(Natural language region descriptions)
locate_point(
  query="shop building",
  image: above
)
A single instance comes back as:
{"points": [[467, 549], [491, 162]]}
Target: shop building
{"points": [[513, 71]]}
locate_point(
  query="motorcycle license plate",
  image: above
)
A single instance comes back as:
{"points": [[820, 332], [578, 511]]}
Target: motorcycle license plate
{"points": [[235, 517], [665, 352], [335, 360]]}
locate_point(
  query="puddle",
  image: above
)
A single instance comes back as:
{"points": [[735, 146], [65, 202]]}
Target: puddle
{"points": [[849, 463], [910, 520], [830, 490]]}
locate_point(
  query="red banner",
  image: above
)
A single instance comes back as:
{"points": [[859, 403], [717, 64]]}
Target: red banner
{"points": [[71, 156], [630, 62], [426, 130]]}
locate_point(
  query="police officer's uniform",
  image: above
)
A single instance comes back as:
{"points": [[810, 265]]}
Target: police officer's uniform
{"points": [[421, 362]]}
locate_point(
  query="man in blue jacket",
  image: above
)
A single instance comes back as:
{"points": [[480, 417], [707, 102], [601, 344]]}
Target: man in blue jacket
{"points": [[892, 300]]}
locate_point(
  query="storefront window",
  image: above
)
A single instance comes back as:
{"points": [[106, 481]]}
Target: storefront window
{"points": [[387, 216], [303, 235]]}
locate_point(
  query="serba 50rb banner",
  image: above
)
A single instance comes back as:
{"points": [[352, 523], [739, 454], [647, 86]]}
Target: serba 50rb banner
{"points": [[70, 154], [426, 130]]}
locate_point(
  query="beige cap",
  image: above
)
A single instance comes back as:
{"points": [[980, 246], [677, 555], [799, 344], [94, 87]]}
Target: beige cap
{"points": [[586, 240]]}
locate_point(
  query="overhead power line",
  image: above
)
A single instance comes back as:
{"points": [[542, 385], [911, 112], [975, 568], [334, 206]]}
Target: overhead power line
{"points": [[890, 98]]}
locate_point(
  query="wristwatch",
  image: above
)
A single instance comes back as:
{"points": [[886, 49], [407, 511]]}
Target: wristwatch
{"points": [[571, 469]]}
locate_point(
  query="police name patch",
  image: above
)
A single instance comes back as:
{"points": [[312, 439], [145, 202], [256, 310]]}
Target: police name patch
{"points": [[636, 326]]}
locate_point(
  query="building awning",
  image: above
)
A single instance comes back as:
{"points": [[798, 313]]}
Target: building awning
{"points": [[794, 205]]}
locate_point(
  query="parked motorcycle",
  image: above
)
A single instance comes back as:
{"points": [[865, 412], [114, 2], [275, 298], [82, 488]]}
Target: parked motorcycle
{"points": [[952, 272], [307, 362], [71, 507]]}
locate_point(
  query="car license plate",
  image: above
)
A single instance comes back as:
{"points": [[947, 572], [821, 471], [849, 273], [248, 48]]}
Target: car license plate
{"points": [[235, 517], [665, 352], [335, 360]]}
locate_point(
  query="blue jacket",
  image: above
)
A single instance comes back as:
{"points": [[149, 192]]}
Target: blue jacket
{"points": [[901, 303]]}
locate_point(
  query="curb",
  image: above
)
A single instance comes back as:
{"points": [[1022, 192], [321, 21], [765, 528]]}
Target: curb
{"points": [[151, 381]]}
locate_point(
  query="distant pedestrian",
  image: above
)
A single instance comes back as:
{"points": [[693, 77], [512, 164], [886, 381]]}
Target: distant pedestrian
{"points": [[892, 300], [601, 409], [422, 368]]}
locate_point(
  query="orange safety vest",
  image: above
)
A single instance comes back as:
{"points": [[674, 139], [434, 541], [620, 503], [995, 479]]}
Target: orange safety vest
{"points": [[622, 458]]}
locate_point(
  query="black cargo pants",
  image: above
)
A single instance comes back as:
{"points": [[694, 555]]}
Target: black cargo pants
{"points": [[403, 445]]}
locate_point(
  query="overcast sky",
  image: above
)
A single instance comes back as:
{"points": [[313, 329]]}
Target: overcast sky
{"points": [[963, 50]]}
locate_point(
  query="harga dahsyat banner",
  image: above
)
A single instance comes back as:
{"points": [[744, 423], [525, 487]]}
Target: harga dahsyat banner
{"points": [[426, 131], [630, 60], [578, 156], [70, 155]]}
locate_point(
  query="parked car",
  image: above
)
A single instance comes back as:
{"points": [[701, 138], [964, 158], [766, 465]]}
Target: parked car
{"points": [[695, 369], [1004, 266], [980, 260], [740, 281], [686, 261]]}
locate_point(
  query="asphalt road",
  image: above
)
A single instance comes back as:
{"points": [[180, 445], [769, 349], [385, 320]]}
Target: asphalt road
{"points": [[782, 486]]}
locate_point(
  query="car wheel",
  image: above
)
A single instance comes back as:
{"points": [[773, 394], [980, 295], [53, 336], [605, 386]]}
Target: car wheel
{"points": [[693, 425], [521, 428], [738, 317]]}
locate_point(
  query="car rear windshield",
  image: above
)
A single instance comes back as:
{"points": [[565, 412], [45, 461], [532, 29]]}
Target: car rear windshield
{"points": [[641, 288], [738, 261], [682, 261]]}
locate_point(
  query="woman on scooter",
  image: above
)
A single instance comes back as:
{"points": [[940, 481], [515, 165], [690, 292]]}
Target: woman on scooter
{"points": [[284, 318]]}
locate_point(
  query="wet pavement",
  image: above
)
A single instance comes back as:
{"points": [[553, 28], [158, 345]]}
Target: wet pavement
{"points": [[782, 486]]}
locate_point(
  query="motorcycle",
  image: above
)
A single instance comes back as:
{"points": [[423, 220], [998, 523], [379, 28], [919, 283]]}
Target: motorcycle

EXERCISE OBJECTIVE → Write the entries above out again, verbatim.

REPLY TO THE EXERCISE →
locate_point(
  query="shop building",
  image: above
)
A single instance comes back as:
{"points": [[467, 549], [491, 162]]}
Target: shop building
{"points": [[513, 71]]}
locate_point(
  query="motorcycle license plate",
  image: above
)
A single instance comes back as:
{"points": [[820, 332], [578, 511]]}
Target: motorcycle license plate
{"points": [[235, 517], [665, 352], [335, 360]]}
locate_point(
  query="puddle",
  image: above
)
A single instance comes back as:
{"points": [[735, 146], [65, 202]]}
Target: puddle
{"points": [[849, 463], [910, 520], [830, 490]]}
locate_point(
  query="red banner",
  image: above
)
A single instance comes back as:
{"points": [[859, 403], [717, 64]]}
Target: red banner
{"points": [[71, 156], [630, 62], [426, 130]]}
locate_point(
  query="police officer's uniform",
  image: above
)
A single instance comes back as:
{"points": [[810, 265]]}
Target: police officer's uniform
{"points": [[421, 362]]}
locate_point(
  query="man in blue jacket",
  image: above
)
A single instance comes back as:
{"points": [[480, 417], [707, 102], [601, 344]]}
Target: man in blue jacket
{"points": [[892, 300]]}
locate_point(
  query="storefront window",
  image: above
)
A single instance comes back as:
{"points": [[106, 481]]}
Target: storefront window
{"points": [[387, 216], [303, 235]]}
locate_point(
  query="serba 50rb banner",
  image: above
)
A single instance comes back as:
{"points": [[352, 523], [739, 454], [647, 86]]}
Target: serba 50rb banner
{"points": [[70, 154], [426, 130]]}
locate_point(
  query="beige cap",
  image: above
)
A single instance comes back as:
{"points": [[980, 246], [677, 555], [799, 344], [94, 87]]}
Target: beige cap
{"points": [[586, 240]]}
locate_point(
  query="overhead power line",
  image: above
)
A single instance comes back as:
{"points": [[542, 385], [911, 112], [975, 568], [334, 206]]}
Target: overhead power line
{"points": [[890, 98]]}
locate_point(
  query="wristwatch",
  image: above
)
A single instance comes back as:
{"points": [[886, 49], [407, 511]]}
Target: wristwatch
{"points": [[571, 469]]}
locate_point(
  query="police name patch",
  image: above
)
A single instance comes back as:
{"points": [[312, 439], [145, 202], [256, 310]]}
Target: police name patch
{"points": [[636, 326]]}
locate_point(
  query="building awning",
  image: above
)
A single instance comes back as:
{"points": [[798, 313]]}
Target: building awning
{"points": [[794, 205]]}
locate_point(
  query="parked motorcycle",
  image: above
)
A single instance comes back as:
{"points": [[865, 412], [114, 2], [275, 298], [82, 488]]}
Target: parked motorcycle
{"points": [[952, 272], [307, 362], [71, 507]]}
locate_point(
  query="car license plate",
  image: above
)
A single instance comes back as:
{"points": [[947, 572], [821, 471], [849, 273], [248, 48]]}
Target: car license plate
{"points": [[235, 517], [665, 352], [335, 360]]}
locate_point(
  query="blue jacket",
  image: above
)
A single instance comes back as:
{"points": [[149, 192]]}
Target: blue jacket
{"points": [[901, 303]]}
locate_point(
  query="curb",
  image: above
)
A single instance comes back as:
{"points": [[1022, 192], [321, 21], [765, 528]]}
Target: curb
{"points": [[151, 381]]}
locate_point(
  query="distant pedestrian",
  image: above
)
A single instance comes back as:
{"points": [[693, 77], [512, 164], [886, 381]]}
Target: distant pedestrian
{"points": [[892, 300], [601, 409], [422, 368]]}
locate_point(
  query="orange safety vest",
  image: above
)
A single instance comes back as:
{"points": [[674, 139], [434, 541], [620, 503], [995, 479]]}
Target: orange safety vest
{"points": [[622, 458]]}
locate_point(
  query="black cargo pants",
  image: above
)
A single instance comes back as:
{"points": [[694, 555]]}
Target: black cargo pants
{"points": [[403, 445]]}
locate_point(
  query="overcast sky",
  image: above
)
A single instance comes back as:
{"points": [[313, 329]]}
Target: overcast sky
{"points": [[963, 50]]}
locate_point(
  query="harga dahsyat banner",
  image: above
)
A single instance comes back as:
{"points": [[744, 423], [525, 487]]}
Target: harga dahsyat banner
{"points": [[426, 131], [630, 60], [578, 156], [70, 155]]}
locate_point(
  query="parked car",
  image: above
)
A single instance comes back as:
{"points": [[701, 138], [964, 158], [766, 465]]}
Target: parked car
{"points": [[695, 369], [1004, 266], [980, 260], [740, 281], [686, 261]]}
locate_point(
  query="asphalt road",
  image: above
)
A single instance comes back as:
{"points": [[180, 445], [769, 349], [385, 320]]}
Target: asphalt road
{"points": [[782, 486]]}
locate_point(
  query="car wheel",
  image: above
)
A single instance comes back as:
{"points": [[773, 394], [980, 295], [53, 336], [605, 386]]}
Target: car wheel
{"points": [[693, 425], [521, 428], [738, 317]]}
locate_point(
  query="car rear windshield",
  image: above
)
A single instance comes back as:
{"points": [[565, 412], [45, 461], [532, 29]]}
Target: car rear windshield
{"points": [[641, 288], [738, 261], [682, 261]]}
locate_point(
  query="woman on scooter",
  image: above
)
A single instance comes back as:
{"points": [[940, 481], [515, 165], [690, 292]]}
Target: woman on scooter
{"points": [[284, 318]]}
locate_point(
  query="wet pavement",
  image: above
)
A single instance comes back as:
{"points": [[553, 28], [158, 345]]}
Target: wet pavement
{"points": [[782, 486]]}
locate_point(
  query="motorcycle",
  image: above
)
A single instance comes back as:
{"points": [[423, 220], [998, 523], [379, 28], [919, 283]]}
Target: motorcycle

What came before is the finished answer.